WHAT THE TASK ASKS: What you return should match the data below exactly, with every entry reproduced.

-------- TASK INPUTS

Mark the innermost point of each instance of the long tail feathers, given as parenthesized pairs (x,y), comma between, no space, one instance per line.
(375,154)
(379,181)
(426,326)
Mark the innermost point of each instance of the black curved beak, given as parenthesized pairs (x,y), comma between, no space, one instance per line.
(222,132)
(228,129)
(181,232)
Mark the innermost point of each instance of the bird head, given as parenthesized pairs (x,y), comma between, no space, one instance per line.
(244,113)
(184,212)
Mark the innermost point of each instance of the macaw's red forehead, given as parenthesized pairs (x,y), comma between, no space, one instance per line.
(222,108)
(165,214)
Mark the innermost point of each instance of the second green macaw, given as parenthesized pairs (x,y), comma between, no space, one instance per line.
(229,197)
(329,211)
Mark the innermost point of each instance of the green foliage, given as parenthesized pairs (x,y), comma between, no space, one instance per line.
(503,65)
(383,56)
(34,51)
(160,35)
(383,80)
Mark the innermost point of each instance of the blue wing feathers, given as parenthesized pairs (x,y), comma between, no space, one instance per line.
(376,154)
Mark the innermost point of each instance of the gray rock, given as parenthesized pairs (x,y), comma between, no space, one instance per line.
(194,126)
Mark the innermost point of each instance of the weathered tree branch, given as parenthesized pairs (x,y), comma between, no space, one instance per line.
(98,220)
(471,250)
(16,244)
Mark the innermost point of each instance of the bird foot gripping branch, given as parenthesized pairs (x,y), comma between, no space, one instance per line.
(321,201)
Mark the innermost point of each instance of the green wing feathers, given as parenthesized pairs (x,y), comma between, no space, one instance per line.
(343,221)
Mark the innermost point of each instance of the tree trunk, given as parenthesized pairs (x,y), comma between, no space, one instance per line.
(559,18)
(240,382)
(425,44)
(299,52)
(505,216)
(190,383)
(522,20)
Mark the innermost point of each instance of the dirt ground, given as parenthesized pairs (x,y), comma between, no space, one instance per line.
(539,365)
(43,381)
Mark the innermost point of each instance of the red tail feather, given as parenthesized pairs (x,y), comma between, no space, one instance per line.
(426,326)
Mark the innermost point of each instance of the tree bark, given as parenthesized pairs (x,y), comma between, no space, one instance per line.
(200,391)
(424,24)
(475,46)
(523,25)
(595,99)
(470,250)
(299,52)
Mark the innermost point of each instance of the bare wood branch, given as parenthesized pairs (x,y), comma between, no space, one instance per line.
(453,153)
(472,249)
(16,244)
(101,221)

----------------

EXERCISE ANSWER:
Mark the innermost point of each instance of the long tail feathers, given as parenthesized pairs (x,y), comma between, no space, one instance per line.
(375,154)
(379,181)
(426,326)
Mark the innermost point of each instance of the black curved beak, given as parenthesized pairs (x,y), comma between, no space, one instance per line.
(222,132)
(228,129)
(181,232)
Mark the innermost point of each instance of the bird head, given as parenthesized pairs (x,y), comma between, no space, one instance per line.
(244,113)
(184,212)
Mark the innermost point of each instance of the macaw's red forehead, given as parenthesized pairs (x,y), comma between, no space, one instance per line.
(222,108)
(165,214)
Mark the innermost point of each instance of the second green macaw, given as parenthesized pairs (x,y), comma between, no space, one instance per line.
(229,197)
(329,211)
Mark the innermost point of each instance of the green foliage, given as parenthesized pairs (x,y), comma between, no space, one instance per line.
(503,65)
(383,56)
(34,51)
(160,35)
(383,80)
Mark the innermost point of each instance of the blue wing feathers, given as parenthesized pairs (x,y), comma between, no space, one instance per line.
(376,154)
Mark the innermost point of each instance of the gray rock, given as parenthesized pairs (x,y), comma between, no space, one instance per line.
(194,126)
Mark the innermost point of each instance of the weathered tree branch, given as parenthesized pairs (x,y), comma between, no space, one instance per line.
(98,220)
(471,250)
(16,244)
Mark the innermost point of each instance of the bird foot gripping branch, given as parenthesized pairs (x,y), comma between, no space, one instance per line.
(321,201)
Mark the innermost point of each instance of the green wing feathers, given as parenthesized pairs (x,y), comma between, no space, one instance per line.
(343,221)
Mark the innermost point of each instance of the tree trunk, given as parenthesized pairs (x,y), comma between, no space, one instance per line.
(559,18)
(240,382)
(425,44)
(299,52)
(505,216)
(190,383)
(522,20)
Mark the innermost point of each instance of the dirt ground, given as parenthesized pairs (x,y), comma between, no space, one instance per line.
(539,365)
(43,381)
Mark the innermost point of each instance of the red tail feather, given as parenthesized pairs (x,y), comma between, no space, one instance per line.
(426,326)
Mark the innermost point of each instance of the tree bark, given as parenthesized pairs (x,y), comma between, no space, one instance per line.
(200,391)
(424,24)
(475,46)
(523,25)
(595,99)
(470,250)
(299,52)
Mark the innermost point of each instance of the bare wood branch, given as parenthesized pairs (x,y), comma between, no space, one instance per line.
(453,153)
(472,249)
(16,244)
(101,221)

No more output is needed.